CEL
Zwróć wszystkie wiersze poniżej, w których występuje słowo „texture”.

--*--

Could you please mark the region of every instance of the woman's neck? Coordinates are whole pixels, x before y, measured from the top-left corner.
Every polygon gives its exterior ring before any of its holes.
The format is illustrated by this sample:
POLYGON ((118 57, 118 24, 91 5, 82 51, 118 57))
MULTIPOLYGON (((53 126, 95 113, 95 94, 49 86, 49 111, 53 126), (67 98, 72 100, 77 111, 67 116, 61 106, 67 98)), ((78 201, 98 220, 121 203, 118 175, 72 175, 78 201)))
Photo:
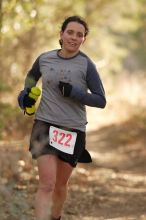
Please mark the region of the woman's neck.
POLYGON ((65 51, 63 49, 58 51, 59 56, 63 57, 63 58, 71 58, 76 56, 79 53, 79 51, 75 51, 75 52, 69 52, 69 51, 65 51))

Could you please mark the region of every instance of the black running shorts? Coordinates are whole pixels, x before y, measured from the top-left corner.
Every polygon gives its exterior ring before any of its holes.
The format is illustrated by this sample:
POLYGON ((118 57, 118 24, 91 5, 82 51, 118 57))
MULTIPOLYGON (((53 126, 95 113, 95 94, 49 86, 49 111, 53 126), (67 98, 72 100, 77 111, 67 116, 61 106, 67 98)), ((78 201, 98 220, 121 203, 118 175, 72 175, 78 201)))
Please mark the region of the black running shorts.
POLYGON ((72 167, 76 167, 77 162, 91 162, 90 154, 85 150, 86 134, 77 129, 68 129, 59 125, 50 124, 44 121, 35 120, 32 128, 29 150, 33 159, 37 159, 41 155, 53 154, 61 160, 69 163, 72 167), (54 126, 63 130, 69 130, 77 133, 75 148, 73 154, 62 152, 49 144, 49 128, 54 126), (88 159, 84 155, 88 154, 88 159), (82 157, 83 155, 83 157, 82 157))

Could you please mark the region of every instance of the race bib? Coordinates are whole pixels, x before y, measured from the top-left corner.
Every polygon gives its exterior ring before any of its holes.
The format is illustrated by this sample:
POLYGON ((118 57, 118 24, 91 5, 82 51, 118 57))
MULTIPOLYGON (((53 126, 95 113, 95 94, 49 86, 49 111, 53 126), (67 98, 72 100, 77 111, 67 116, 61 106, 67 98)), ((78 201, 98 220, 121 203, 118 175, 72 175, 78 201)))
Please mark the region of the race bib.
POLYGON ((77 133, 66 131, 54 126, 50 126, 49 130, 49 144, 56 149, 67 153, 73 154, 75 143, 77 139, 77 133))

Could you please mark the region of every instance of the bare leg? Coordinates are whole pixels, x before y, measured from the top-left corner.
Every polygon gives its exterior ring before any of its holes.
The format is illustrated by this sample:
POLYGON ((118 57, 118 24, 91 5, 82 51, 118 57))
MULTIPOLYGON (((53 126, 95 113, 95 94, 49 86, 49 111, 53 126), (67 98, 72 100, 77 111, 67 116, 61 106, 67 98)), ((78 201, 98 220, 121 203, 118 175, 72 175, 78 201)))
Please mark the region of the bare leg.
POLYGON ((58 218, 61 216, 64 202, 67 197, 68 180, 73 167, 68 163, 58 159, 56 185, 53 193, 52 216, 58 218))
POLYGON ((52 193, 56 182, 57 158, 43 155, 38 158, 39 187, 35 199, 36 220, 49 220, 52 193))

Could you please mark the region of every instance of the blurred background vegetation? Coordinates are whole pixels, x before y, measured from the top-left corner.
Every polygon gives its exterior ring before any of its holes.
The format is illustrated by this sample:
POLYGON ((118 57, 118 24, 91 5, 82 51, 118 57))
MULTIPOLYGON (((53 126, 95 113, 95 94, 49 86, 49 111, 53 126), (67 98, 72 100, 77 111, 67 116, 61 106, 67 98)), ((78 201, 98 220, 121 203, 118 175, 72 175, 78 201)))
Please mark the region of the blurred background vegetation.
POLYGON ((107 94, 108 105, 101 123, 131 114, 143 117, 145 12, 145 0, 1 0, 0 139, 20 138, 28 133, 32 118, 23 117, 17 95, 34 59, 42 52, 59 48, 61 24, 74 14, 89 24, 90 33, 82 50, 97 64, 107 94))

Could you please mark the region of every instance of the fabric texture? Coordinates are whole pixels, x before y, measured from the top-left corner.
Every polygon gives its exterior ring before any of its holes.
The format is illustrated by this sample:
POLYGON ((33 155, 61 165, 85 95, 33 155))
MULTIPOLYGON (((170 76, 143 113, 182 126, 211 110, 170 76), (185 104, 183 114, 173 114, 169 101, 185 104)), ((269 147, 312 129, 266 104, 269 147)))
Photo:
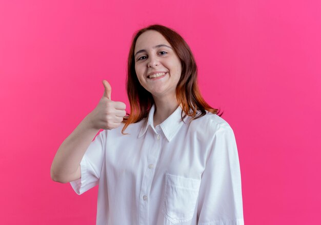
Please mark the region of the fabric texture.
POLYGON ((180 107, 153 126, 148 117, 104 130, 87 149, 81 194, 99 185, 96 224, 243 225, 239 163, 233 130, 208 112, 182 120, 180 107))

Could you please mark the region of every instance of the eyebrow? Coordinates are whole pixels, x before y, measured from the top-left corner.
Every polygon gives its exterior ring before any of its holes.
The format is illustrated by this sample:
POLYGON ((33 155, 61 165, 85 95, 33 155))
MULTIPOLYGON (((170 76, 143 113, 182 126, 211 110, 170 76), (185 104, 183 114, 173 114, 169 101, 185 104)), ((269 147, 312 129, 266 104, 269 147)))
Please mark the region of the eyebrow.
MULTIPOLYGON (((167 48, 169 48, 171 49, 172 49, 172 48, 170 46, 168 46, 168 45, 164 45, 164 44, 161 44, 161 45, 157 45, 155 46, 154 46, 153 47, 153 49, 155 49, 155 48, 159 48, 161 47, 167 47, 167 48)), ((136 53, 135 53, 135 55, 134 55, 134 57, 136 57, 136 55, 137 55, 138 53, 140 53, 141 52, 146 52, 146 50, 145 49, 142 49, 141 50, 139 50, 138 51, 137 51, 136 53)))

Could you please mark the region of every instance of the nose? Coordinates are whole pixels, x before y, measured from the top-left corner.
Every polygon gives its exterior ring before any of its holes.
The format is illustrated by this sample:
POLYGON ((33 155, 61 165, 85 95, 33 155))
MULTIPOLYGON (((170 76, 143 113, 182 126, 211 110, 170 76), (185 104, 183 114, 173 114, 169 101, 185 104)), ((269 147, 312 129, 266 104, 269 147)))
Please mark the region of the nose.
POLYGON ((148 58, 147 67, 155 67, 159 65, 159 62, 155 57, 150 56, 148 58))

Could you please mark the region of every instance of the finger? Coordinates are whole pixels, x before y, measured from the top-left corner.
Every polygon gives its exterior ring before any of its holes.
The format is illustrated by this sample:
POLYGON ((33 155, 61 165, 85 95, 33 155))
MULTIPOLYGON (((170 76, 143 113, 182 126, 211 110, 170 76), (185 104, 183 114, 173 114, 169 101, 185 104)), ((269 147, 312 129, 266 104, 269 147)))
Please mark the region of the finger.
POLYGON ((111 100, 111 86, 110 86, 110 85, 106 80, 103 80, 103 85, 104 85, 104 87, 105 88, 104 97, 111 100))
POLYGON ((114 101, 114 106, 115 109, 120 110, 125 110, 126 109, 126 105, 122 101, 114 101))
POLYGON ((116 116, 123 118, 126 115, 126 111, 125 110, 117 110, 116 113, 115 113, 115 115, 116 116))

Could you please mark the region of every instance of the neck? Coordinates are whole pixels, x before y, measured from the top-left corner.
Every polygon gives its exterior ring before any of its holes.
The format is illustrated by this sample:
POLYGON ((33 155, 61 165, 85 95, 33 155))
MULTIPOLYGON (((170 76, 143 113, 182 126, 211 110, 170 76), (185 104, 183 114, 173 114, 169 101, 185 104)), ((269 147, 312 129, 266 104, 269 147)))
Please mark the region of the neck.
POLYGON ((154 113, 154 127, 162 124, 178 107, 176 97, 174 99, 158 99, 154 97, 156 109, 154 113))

--*--

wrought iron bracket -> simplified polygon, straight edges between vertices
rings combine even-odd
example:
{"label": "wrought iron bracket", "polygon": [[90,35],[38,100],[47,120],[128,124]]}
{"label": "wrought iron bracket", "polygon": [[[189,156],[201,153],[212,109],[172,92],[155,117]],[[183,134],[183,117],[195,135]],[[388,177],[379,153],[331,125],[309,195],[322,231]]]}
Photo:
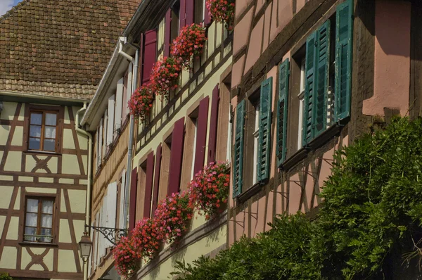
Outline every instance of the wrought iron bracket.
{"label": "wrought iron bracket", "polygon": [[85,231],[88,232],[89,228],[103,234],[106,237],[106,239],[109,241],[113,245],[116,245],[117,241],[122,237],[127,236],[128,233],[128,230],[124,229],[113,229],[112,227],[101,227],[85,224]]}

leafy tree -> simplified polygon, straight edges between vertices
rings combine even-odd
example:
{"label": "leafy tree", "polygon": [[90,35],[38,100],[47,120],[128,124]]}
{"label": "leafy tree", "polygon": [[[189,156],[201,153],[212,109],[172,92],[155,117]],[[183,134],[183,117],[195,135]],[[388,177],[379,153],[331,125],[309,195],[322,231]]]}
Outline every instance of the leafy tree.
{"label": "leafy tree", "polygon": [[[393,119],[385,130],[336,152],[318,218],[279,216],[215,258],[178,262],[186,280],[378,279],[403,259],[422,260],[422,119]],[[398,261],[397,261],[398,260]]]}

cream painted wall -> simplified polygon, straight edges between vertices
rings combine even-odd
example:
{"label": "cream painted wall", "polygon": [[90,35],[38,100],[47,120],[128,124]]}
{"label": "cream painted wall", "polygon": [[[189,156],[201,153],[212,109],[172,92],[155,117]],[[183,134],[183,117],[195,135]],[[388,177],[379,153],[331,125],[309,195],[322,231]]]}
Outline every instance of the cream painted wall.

--*--

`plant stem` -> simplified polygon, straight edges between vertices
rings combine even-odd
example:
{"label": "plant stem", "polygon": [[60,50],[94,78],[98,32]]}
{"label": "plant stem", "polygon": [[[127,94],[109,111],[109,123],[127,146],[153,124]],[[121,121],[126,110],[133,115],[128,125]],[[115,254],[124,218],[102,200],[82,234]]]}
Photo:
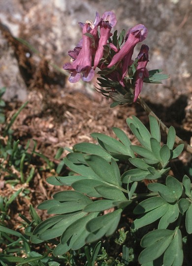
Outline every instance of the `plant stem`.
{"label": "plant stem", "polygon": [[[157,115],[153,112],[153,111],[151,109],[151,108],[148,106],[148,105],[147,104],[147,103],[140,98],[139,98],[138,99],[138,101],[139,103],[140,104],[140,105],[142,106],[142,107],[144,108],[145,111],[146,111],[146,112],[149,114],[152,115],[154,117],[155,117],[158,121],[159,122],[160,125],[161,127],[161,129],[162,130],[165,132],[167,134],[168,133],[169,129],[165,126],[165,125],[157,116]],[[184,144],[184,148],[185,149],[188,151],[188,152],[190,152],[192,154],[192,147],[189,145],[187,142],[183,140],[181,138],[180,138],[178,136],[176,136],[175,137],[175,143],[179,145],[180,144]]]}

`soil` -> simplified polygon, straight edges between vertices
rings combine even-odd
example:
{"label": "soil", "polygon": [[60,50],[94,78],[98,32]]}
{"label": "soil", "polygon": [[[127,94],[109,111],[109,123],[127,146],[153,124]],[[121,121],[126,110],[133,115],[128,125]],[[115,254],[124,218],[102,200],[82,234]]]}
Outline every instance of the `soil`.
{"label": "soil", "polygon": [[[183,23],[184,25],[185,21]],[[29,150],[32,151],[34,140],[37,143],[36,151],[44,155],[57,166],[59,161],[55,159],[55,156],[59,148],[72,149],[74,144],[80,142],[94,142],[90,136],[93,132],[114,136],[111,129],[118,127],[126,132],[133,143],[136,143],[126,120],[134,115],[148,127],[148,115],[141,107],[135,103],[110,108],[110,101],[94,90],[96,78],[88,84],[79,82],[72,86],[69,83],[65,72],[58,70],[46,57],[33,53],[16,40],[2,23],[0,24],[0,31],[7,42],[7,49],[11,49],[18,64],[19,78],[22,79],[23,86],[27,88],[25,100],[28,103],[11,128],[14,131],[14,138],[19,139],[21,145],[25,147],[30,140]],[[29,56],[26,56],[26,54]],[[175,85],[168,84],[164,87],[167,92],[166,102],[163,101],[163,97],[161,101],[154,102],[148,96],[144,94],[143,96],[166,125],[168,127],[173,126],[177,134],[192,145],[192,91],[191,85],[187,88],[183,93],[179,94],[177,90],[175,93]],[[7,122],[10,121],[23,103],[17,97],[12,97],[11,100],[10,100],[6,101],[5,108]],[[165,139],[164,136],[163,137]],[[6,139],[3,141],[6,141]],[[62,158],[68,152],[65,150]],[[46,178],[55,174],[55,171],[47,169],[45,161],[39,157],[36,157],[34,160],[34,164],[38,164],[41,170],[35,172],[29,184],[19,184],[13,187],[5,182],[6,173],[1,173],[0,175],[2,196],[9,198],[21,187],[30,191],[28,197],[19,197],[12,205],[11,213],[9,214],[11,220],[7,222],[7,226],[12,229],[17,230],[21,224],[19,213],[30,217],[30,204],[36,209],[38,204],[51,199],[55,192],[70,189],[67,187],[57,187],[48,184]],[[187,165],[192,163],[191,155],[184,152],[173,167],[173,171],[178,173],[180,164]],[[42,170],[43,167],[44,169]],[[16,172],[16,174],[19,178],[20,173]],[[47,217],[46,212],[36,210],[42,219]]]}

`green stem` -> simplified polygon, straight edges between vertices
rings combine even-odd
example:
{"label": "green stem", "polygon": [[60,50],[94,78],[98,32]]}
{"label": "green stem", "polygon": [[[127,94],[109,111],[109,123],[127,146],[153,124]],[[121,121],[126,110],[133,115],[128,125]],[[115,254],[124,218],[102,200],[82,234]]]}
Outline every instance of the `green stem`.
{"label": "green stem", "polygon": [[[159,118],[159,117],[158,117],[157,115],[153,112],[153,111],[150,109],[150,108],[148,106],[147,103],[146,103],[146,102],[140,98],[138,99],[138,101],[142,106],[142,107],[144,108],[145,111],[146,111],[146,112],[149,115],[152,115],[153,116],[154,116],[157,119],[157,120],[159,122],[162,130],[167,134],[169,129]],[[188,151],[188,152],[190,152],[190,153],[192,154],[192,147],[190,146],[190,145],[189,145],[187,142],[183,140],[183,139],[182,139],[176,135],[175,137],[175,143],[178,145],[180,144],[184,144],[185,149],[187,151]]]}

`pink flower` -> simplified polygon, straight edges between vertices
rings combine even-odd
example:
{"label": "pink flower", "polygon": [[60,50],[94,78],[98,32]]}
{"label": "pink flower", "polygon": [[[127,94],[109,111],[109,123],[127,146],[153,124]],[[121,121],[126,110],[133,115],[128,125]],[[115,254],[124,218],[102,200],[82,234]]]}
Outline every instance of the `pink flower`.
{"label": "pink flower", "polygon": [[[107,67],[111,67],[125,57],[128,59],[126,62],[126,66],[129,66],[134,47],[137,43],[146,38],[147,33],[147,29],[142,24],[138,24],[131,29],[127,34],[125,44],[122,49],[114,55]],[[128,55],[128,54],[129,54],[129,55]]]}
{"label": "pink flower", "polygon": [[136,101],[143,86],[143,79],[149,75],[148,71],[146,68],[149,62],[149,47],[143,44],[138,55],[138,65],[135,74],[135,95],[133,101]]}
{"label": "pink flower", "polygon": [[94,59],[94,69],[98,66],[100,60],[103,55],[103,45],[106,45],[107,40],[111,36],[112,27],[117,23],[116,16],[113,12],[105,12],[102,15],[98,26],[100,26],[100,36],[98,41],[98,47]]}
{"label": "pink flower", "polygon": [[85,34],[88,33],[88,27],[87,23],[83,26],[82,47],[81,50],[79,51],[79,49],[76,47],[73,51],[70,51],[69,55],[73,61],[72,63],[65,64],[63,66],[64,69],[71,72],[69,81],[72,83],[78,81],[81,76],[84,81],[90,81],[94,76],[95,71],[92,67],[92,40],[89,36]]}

--*--

WYNIK ĆWICZENIA
Could you please mark the region of every instance of the fabric texture? Coordinates are whole pixels, x before y, measured from the top-left corner.
Please mark the region of the fabric texture.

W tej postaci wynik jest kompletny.